• WRITTEN INSTRUCTION: Transcribe every one of the items below line for line, changing no words, numbers, or punctuation.

• MATERIAL FOR THIS EXERCISE:
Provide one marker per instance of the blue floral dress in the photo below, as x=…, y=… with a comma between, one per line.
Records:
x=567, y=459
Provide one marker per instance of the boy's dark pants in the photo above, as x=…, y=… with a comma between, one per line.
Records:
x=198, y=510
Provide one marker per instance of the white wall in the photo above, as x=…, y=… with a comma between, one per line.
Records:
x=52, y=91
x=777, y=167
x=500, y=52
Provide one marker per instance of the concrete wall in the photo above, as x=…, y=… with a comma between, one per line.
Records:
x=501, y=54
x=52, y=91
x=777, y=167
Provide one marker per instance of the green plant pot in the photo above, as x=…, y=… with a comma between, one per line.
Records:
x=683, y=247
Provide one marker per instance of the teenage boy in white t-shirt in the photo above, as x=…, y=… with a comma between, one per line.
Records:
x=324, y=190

• SOLUTION TO THE PROBLEM:
Provide one marker per instance of the blue floral dress in the photo below, as x=…, y=… with a comma between, one per line.
Records:
x=567, y=459
Provide one marker per instance of the boy's dark pants in the photo above, as x=…, y=… with a comma between, one per line.
Records:
x=198, y=510
Provide one marker per instance of the white wall in the photo above, as x=…, y=… with a comma between, one per line.
Records:
x=52, y=91
x=777, y=167
x=500, y=52
Provide one marker per instance of the concrete wall in the photo above, as x=…, y=… with a comma between, one per line.
Records:
x=501, y=54
x=52, y=91
x=777, y=167
Provide one marker per instance of the green plant pot in the photo above, as x=…, y=… with a comma between, one per line.
Records:
x=683, y=247
Provide one marker per instance of the teenage boy in white t-shirt in the photo above, as x=…, y=… with a comma between, one per line.
Records:
x=324, y=190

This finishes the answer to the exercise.